_Document text_.
──────
It can now be fully appreciated that this disclosure provides several advancements to the art of controlling wellbore pressure. The standpipe pressure control system 80 described above can be used to regulate operation of a process control system 74, hereby a desired standpipe pressure 92 maintained.

The above disclosure provides to the art a method of controlling standpipe pressure in a drilling operation. The method can include comparing a measured standpipe pressure 94 to a desired standpipe pressure 92, and automatically adjusting a choke 34 in response to the comparing, thereby reducing a difference e between the measured standpipe pressure 94 and the desired standpipe pressure 92.

The choke 34 receives fluid 18 while a rig pump 68 pumps the fluid through a drill string 16. Automatically adjusting the choke 34 can include a controller 90 outputting an annulus pressure setpoint 88. The controller 90 may comprise a proportional integral differential controller.

Automatically adjusting the choke 34 can also include comparing a measured annulus pressure 96 to the annulus pressure setpoint 88, and automatically adjusting the choke 34 so that a difference e between the measured annulus pressure 96 and the annulus pressure setpoint 88 is reduced. Comparing the measured annulus pressure 96 to the annulus pressure setpoint 88 may be performed at least four times as frequent as comparing the measured standpipe pressure 94 to the desired standpipe pressure 92.

Also described above is a standpipe pressure control system 80 for use in a drilling operation. The system 80 can include a controller 90 which outputs an annulus pressure setpoint 88 based on a comparison of a measured standpipe pressure 94 to a desired standpipe pressure 92, and a choke 34 which is automatically adjusted in response to the annulus pressure setpoint 88.

Automatic adjustment of the choke 34 preferably reduces a difference e between the measured standpipe pressure 94 and the desired standpipe pressure 92.

Another controller 126 may compare a measured annulus pressure 96 to the annulus pressure setpoint 88. Automatic adjustment of the choke 34 preferably reduces a difference e between the measured annulus pressure 96 and the annulus pressure setpoint 88.

The measured annulus pressure 96 is preferably compared to the wellhead pressure setpoint 88 at least four times as frequent as the measured standpipe pressure 94 is compared to the desired standpipe pressure 92.

The above disclosure also describes a well system 10 which can include a standpipe line 26 connected to a drill string 16 in a wellbore 12, a sensor 44 which measures pressure in the standpipe line 26, and a controller 90 which outputs an annulus pressure setpoint 88 based at least in part on a difference e between the measured pressure 94 and a desired standpipe pressure 92.

It is to be understood that the various embodiments of the present disclosure described herein may be utilized in various orientations, such as inclined, inverted, horizontal, vertical, etc., and in various configurations, without departing from the principles of the present disclosure. The embodiments are described merely as examples of useful applications of the principles of the disclosure, which is not limited to any specific details of these embodiments.
──────
_Supplied records_.
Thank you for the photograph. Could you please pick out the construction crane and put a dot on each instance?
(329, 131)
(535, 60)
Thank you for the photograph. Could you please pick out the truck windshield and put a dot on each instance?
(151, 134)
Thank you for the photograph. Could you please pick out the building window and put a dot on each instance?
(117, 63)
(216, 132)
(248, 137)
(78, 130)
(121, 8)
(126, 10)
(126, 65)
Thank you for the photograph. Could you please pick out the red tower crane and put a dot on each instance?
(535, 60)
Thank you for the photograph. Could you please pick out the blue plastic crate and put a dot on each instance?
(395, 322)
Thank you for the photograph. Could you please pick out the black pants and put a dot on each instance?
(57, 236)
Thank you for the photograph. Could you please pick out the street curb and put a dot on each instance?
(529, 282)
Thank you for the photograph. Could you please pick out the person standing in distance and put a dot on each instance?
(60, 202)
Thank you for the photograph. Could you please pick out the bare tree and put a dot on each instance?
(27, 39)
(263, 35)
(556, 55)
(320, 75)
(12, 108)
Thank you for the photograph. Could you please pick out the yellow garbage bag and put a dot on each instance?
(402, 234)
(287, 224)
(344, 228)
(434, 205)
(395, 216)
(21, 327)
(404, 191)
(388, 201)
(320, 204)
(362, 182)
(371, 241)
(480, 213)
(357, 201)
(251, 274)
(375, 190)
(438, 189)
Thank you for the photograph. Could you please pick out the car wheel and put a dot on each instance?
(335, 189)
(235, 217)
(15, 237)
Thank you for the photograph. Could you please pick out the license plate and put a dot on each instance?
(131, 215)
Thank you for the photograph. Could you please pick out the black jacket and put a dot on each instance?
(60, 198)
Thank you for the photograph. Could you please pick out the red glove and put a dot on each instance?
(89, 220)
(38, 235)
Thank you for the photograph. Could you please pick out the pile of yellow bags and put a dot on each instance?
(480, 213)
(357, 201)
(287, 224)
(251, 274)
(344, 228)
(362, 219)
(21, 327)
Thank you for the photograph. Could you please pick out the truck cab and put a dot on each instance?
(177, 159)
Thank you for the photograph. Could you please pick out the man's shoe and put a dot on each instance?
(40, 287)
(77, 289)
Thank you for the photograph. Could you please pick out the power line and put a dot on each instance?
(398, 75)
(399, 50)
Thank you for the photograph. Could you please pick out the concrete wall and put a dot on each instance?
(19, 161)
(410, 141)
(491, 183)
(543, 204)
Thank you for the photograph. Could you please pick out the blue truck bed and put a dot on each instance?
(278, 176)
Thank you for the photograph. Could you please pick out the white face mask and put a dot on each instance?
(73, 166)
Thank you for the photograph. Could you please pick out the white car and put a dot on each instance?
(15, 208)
──────
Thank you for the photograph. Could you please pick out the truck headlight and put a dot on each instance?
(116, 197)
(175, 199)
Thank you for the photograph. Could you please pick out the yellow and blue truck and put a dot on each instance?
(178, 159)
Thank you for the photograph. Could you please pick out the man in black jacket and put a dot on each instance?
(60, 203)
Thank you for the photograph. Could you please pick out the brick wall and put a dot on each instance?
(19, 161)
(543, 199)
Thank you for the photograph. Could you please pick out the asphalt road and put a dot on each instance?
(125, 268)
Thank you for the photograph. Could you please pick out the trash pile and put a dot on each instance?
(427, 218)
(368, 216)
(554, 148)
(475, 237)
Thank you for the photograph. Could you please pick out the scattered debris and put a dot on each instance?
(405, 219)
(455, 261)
──────
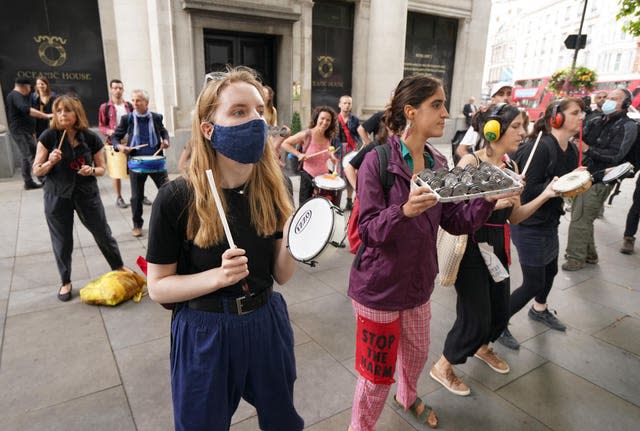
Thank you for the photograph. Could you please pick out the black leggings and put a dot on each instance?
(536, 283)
──────
_To be done_.
In the text on controlling standpipe pressure, what kind of controller may controller 90 comprise?

_Exercise solution_.
A proportional integral differential controller.